:: Görev gereksinimleri ::
Aladdin Projesi söyleşisinde "Aladdin Projesi’nin Türkiye ile" ifadesini içeren sözcüklerle açılıp "kurulumuzda yer aldı." ile kapanan kısmı, hiçbir değişiklik yapmadan çıktı olarak verin.

:: Metin kesiti ::
___
Başta Yahudi-Müslüman diyalogu olmak üzere gerçekleştirdiği kültürler arası projelerle adını söz ettiren Aladdin Projesinin direktörü Abe Radkin, geçtiğimiz günlerde Türkiye’deydi. Radkin ile Türkiye’deki yeni projelerini konuştuk
• Türk kamuoyunun Aladdin Projesi ile ilk tanışması, Şubat 2011 tarihinde Türkiye’den kalabalık bir heyeti Auschwitz’e götürmesiyle olmuştu. Aladdin Projesi’nin Türkiye’de yaptığı etkinlikler ve projeler konusunda bilgi verebilir misiniz?
Aladdin Projesi’nin Türkiye ile ilk buluşması, projenin UNESCO’daki lansmanının yapıldığı Mart 2009 tarihindeydi. Türkiye Cumhurbaşkanı Gül, o dönemde Topkapı Müzesinin Müdürü olan İlber Ortaylı’yı projenin lansmanında Türkiye’yi temsil etmesi için göndermişti. O zamanlarda, Türk Musevi Cemaatinin Başkanı olan Silvyo Ovadya ile de temasımız vardı. Ayrıca sosyoloji profesörü Nilüfer Göle, kurul üyesi oldu. Başka Türk entelektüeller de danışma kurulumuzda yer aldı.
___
:: Veri kümesi kesiti ::

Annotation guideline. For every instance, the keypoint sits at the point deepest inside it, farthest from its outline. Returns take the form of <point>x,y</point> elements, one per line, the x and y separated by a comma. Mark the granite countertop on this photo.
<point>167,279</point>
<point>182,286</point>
___
:: Çıktı ::
Aladdin Projesi’nin Türkiye ile ilk buluşması, projenin UNESCO’daki lansmanının yapıldığı Mart 2009 tarihindeydi. Türkiye Cumhurbaşkanı Gül, o dönemde Topkapı Müzesinin Müdürü olan İlber Ortaylı’yı projenin lansmanında Türkiye’yi temsil etmesi için göndermişti. O zamanlarda, Türk Musevi Cemaatinin Başkanı olan Silvyo Ovadya ile de temasımız vardı. Ayrıca sosyoloji profesörü Nilüfer Göle, kurul üyesi oldu. Başka Türk entelektüeller de danışma kurulumuzda yer aldı.